- **REQUIRED WORK**:
Among the records below, find each line bearing the word "blue" and copy it.

[Referring expression data]
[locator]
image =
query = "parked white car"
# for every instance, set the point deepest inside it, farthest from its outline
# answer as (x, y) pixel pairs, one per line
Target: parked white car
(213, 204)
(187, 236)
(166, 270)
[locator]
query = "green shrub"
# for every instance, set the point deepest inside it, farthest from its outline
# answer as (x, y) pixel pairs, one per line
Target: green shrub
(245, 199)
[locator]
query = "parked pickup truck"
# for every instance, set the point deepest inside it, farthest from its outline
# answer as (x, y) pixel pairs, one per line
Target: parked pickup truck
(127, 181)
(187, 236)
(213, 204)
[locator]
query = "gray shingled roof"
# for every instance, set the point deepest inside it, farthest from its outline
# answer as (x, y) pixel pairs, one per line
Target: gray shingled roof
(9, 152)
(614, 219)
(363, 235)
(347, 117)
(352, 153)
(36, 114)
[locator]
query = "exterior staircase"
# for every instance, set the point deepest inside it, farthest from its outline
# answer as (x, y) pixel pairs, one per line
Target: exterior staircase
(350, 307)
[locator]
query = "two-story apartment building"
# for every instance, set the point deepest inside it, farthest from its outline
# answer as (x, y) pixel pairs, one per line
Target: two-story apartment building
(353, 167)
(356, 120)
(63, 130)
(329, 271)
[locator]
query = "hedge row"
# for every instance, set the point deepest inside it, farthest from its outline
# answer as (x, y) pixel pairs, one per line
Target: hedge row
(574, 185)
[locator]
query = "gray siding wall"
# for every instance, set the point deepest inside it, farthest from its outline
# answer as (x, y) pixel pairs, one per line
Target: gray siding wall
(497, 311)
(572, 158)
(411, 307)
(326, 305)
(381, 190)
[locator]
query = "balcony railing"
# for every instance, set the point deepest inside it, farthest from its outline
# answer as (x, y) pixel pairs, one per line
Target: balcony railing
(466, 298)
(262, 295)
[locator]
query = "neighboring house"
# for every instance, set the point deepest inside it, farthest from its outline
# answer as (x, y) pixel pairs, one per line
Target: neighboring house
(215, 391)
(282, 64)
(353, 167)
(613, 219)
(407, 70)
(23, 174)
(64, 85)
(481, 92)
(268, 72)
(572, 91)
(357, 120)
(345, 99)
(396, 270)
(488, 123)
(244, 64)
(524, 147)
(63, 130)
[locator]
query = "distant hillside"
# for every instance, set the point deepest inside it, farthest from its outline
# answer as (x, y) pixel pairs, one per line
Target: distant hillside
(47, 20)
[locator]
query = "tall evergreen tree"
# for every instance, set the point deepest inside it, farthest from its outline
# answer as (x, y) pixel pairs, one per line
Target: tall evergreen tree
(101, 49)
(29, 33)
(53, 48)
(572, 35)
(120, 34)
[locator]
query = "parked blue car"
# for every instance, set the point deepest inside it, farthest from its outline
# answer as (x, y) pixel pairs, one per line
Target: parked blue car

- **ANSWER BOX**:
query = "parked blue car"
Target: parked blue car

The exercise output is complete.